[Excerto]:

··········

Todos os álbuns da família que Lourdes Castro escolheu

É a primeira vez que os 36 Álbuns de Família da artista são mostrados na íntegra. Até janeiro, estão na Culturgest, em Lisboa
Publicado a
Atualizado a

Quem sabe da existência dos Álbuns de Família de Lourdes Castro, que a artista vai completando desde os anos 1960, sabe que a esta hora (seja ela qual for) ela poderá estar a colar algo no último deles em sua casa, no Caniço, ilha da Madeira. Imaginamo-la então sentada a uma mesa, a recortar um poema de Sophia de Mello Breyner, um haiku de Ryokan, uma ilustração de um livro infantil, uma publicidade, um excerto de Goethe, um postal que recebeu de um amigo, como José Tolentino Mendonça, que lhe escrevia de Roma.

Entre todos eles há um elemento sempre comum, como o nome ou um traço que caracterizasse cada elemento de uma mesma família: há sombras. E comprovamo-lo através da viagem pelos 36 álbuns de Lourdes, nunca antes mostrados na íntegra, e que agora enchem uma longa vitrina na Culturgest, em Lisboa.

"Isto é construído à imagem dos álbuns de família que todos nós conhecemos, com as fotografias dos filhos, dos tios, um casamento, a criancinha a brincar na praia... Mas há aqui uma construção que não é a dos álbuns de família. Qual é a família a que a Lourdes está a aludir ao chamar a estes livros Álbuns de Família? São as sombras. É a sua família eletiva, de eleição", explica Miguel Wandschneider, curador da mostra Lourdes Castro - Os Meus Álbuns de Família Um a Um.

··········

[Dados registados]:
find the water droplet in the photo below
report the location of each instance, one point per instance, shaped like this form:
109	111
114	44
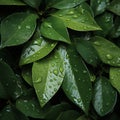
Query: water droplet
55	72
38	80
27	27
109	56
75	16
19	27
71	12
97	43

··········

[A tarefa]:
Diga se cada afirmação está de acordo com o excerto. Responda sim ou não e cite as palavras do excerto que decidem a resposta. (a) Os 36 álbuns de Lourdes Castro já tinham sido mostrados completos antes desta exposição. (b) A artista tem casa no Caniço, na ilha da Madeira. (c) Miguel Wandschneider é o curador da mostra.

[Resposta completa]:
(a) Não: "É a primeira vez que os 36 Álbuns de Família da artista são mostrados na íntegra"
(b) Sim: "em sua casa, no Caniço, ilha da Madeira"
(c) Sim: "Miguel Wandschneider, curador da mostra"